Print the records below once again, exactly as they were given.

───

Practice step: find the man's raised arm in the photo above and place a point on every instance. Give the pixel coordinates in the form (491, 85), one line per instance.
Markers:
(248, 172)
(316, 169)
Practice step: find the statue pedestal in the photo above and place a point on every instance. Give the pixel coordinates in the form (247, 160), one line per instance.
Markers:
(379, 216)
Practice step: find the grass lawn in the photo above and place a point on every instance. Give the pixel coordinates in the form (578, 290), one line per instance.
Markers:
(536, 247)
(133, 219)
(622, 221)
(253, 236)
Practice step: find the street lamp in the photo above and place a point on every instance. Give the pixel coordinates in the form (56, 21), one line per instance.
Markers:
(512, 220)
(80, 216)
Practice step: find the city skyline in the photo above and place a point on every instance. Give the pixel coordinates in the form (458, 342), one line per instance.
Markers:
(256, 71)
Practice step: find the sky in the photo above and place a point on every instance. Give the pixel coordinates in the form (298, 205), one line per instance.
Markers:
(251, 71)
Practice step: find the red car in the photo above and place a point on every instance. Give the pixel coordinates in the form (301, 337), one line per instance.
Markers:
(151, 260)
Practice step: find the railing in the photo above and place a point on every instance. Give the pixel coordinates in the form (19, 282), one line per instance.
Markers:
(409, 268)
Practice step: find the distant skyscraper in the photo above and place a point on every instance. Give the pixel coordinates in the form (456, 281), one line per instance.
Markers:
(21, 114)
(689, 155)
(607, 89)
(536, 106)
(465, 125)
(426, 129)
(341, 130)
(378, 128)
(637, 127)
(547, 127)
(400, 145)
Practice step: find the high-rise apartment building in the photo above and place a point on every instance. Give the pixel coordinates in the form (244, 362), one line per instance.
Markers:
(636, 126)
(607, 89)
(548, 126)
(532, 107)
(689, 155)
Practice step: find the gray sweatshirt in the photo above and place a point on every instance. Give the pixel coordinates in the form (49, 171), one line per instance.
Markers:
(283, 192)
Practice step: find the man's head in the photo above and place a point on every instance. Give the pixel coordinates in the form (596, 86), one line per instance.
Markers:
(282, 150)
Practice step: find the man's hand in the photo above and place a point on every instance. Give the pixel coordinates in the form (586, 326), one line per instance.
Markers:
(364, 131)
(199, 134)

───

- _SOLUTION TO THIS EXERCISE_
Practice step: find the man's raised arm in the photo above and place a point on every instance. Give the pixel coordinates in the form (491, 85), one line per instance.
Markers:
(248, 172)
(316, 169)
Practice step: find the statue pedestal in the photo above and place a point on every instance. Give the pixel coordinates in the form (247, 160), one line per instance.
Markers:
(379, 216)
Practice step: find the grass lawn in the photo above and place a point on every instance. Give the pixel coordinates in the form (578, 290), one line per instance.
Markers:
(536, 247)
(133, 219)
(622, 221)
(253, 236)
Practice step: find the street lamp in the photo above and place a point on every instance. Give the pixel coordinates in the form (56, 21), one line per instance.
Markers:
(512, 220)
(80, 216)
Practice step: find the city skyline in the photo above and place a point on every instance. Give the pixel coordinates in the form (458, 342), one line per instance.
Markers:
(256, 71)
Practice step: find the sky in the photo above and place a point on every instance. Give the pixel coordinates in the form (298, 205), one line per instance.
Markers:
(251, 71)
Practice step: find the red car in the photo above and place a point on every instance. Give the pixel coordinates in the form (301, 337), one line per instance.
Markers:
(151, 260)
Practice step: find the railing in the photo above and place a point on every instance. Give the pixel coordinates in the form (19, 282), one line per instance.
Markers:
(409, 268)
Practice step: find the distant skyscraper in the photo above and place a point on every instance. Give the pixel coordinates in the form (456, 281), one line per instance.
Markers:
(21, 114)
(689, 155)
(607, 89)
(536, 106)
(465, 125)
(426, 129)
(341, 130)
(378, 128)
(637, 127)
(547, 127)
(400, 145)
Practice step: find the high-rise apartment building in the photo above and place a point on every instance. Give the pixel coordinates in the form (244, 362), one line per instance.
Markers:
(636, 126)
(607, 89)
(548, 126)
(532, 107)
(689, 155)
Practice step: find the gray sweatshirt in the photo above and place a point on every instance. Give the pixel coordinates in the form (49, 171), one line per instance.
Markers:
(283, 192)
Practice step: find the man's head in the photo above and place a point on every instance. Give the pixel coordinates in the form (596, 86), one line per instance.
Markers:
(282, 150)
Practice step: find the man's hand in the photo above and place a point on every instance. Give the pixel coordinates in the form (586, 326), one line per instance.
Markers:
(364, 131)
(199, 134)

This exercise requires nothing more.